# [Problem to work on]
Return the material below unchanged, reproducing every line in its original order and wording.

______________________________

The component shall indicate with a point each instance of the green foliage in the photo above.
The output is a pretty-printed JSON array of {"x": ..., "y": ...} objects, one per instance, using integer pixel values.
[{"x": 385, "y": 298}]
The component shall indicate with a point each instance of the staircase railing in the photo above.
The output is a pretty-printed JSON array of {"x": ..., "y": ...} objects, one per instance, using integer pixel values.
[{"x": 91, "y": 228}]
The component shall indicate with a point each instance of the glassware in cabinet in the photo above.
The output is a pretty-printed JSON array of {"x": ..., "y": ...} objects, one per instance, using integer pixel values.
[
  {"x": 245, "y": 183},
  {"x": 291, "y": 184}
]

______________________________

# [The response]
The component shall indicate with a point each instance of the green foliage in the photo above.
The output is a pretty-printed JSON array of {"x": ..., "y": ...} objects, one per instance, using integer pixel values.
[{"x": 385, "y": 298}]
The component shall indicate with a point each instance of the staircase railing in the photo above.
The output is a pretty-printed JSON array of {"x": ..., "y": ...} objects, one per instance, using integer pixel values.
[{"x": 91, "y": 228}]
The component shall indicate with a point each instance of the glassware in cabinet in the photo above.
The output is a pretty-printed JSON array of {"x": ..., "y": ...} objects, one per instance, using integer pixel values.
[
  {"x": 245, "y": 183},
  {"x": 291, "y": 184}
]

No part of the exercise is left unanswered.